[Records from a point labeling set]
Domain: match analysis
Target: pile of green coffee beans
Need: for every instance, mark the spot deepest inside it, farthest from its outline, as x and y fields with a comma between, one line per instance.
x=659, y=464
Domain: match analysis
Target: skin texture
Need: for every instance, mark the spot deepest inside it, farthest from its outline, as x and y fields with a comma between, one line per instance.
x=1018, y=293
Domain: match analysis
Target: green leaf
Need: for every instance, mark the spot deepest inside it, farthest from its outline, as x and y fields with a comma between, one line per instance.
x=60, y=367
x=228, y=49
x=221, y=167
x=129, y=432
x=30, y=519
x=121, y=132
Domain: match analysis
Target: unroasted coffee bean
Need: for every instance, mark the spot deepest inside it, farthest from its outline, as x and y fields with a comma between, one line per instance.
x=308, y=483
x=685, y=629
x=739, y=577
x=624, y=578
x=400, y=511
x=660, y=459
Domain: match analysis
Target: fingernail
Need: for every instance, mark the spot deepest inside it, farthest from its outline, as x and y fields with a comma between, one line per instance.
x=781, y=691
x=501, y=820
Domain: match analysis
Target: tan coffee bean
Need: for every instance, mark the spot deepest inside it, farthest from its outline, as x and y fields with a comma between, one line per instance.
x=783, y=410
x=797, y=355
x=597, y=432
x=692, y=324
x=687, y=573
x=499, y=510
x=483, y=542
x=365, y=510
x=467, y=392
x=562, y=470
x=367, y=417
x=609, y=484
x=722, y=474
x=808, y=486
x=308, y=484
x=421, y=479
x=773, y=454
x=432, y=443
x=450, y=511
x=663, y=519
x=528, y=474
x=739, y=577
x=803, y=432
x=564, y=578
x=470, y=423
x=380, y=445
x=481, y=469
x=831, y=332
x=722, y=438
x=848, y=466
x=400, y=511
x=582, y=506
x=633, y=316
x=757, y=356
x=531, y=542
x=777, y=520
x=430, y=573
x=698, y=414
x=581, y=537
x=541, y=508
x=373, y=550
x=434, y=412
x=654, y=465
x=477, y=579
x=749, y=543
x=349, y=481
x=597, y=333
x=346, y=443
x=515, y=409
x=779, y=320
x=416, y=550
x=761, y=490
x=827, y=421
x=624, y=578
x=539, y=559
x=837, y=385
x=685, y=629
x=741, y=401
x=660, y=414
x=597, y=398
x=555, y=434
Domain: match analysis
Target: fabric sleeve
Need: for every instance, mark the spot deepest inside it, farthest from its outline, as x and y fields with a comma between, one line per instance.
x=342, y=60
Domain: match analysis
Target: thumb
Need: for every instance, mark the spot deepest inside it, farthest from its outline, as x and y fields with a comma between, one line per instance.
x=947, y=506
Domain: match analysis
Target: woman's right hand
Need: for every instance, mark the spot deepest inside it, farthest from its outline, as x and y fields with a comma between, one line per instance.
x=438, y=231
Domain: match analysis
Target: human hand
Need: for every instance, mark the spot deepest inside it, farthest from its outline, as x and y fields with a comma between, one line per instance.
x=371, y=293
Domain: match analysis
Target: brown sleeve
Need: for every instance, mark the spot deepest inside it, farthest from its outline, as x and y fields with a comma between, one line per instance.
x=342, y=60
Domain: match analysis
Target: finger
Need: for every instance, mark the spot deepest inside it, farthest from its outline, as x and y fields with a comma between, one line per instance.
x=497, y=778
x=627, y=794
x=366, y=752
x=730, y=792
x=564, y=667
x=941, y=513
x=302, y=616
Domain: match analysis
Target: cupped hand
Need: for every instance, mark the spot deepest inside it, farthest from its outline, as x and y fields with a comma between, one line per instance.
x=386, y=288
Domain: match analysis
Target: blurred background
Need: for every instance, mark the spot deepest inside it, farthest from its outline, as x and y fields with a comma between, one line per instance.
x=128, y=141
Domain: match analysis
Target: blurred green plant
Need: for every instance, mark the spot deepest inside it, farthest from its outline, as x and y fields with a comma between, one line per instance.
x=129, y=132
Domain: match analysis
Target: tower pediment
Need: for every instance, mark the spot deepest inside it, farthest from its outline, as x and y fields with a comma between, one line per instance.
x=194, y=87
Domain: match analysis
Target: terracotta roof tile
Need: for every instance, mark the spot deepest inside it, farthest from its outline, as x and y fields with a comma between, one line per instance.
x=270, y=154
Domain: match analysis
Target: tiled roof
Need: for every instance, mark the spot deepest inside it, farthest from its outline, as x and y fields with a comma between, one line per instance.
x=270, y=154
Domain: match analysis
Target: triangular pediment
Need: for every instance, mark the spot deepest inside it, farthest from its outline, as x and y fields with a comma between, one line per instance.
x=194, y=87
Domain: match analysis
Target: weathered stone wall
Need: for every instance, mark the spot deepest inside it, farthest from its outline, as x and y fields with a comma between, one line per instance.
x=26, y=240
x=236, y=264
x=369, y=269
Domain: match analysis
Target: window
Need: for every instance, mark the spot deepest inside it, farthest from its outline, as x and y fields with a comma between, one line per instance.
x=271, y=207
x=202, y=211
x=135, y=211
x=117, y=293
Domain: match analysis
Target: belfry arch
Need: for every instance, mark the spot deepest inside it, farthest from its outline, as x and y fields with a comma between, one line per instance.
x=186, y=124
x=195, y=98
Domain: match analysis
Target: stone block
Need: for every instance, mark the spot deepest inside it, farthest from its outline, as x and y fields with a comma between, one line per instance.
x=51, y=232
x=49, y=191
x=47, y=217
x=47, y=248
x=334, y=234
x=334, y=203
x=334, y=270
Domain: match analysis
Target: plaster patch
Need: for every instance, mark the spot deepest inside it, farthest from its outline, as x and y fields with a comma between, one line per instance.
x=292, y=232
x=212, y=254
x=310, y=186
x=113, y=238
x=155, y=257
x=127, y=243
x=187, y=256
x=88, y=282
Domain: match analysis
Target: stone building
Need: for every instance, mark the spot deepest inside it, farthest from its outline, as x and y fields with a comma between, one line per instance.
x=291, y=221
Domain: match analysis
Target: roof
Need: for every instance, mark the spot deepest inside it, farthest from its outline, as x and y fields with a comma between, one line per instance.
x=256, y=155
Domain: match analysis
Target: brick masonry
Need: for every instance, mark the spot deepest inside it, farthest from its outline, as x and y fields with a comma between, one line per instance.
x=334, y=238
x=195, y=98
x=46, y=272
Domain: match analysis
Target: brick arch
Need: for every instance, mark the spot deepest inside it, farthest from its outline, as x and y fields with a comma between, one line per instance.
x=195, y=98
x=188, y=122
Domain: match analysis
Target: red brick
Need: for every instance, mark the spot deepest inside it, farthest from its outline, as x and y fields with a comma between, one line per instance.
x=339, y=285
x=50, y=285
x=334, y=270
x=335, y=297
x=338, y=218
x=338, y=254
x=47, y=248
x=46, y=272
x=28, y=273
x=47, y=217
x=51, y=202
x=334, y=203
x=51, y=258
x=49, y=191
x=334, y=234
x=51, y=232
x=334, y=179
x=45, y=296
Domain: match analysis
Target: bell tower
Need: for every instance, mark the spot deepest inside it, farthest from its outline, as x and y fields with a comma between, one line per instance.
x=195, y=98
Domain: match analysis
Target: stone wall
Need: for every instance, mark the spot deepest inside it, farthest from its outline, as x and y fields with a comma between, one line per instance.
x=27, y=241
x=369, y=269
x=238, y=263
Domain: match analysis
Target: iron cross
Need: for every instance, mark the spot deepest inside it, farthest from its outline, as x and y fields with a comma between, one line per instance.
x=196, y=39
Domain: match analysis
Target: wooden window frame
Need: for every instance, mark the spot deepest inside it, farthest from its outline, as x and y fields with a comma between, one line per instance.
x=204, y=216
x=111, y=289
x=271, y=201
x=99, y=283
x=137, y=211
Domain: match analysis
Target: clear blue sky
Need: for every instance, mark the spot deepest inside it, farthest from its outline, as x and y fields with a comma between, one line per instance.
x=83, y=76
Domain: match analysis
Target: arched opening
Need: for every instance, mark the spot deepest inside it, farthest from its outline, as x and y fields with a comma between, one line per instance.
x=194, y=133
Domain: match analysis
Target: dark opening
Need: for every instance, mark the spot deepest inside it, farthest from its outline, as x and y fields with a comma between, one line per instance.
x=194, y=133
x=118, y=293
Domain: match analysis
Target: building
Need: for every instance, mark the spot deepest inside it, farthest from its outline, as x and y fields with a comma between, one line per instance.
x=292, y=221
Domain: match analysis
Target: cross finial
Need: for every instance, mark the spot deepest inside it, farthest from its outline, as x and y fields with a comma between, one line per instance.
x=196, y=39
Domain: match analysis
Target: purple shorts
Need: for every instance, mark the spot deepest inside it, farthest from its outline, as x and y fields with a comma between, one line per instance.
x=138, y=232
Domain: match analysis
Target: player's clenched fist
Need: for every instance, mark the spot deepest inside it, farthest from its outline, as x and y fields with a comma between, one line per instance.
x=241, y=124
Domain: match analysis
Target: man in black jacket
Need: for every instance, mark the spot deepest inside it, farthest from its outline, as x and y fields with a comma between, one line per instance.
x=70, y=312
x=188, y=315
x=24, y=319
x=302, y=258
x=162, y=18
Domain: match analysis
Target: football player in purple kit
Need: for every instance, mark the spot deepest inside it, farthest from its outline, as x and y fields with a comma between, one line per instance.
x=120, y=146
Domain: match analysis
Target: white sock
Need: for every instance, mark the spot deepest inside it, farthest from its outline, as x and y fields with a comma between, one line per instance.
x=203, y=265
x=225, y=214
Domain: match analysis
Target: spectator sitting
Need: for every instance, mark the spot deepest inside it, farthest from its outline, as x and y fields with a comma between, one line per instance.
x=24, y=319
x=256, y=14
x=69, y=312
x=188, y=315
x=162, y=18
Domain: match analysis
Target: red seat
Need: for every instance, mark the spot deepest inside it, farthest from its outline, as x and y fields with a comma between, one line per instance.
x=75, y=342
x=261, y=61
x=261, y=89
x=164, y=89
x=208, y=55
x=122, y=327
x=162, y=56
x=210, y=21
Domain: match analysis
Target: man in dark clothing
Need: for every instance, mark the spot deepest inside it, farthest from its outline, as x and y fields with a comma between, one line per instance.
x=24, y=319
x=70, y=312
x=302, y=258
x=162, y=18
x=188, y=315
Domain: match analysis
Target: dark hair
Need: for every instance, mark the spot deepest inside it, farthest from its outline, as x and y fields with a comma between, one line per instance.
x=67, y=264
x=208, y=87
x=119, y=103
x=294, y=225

**Do this**.
Locate each line in the records above that contains the string "brick" and copy those lines out.

**Answer below**.
Target: brick masonry
Target: brick arch
Target: red brick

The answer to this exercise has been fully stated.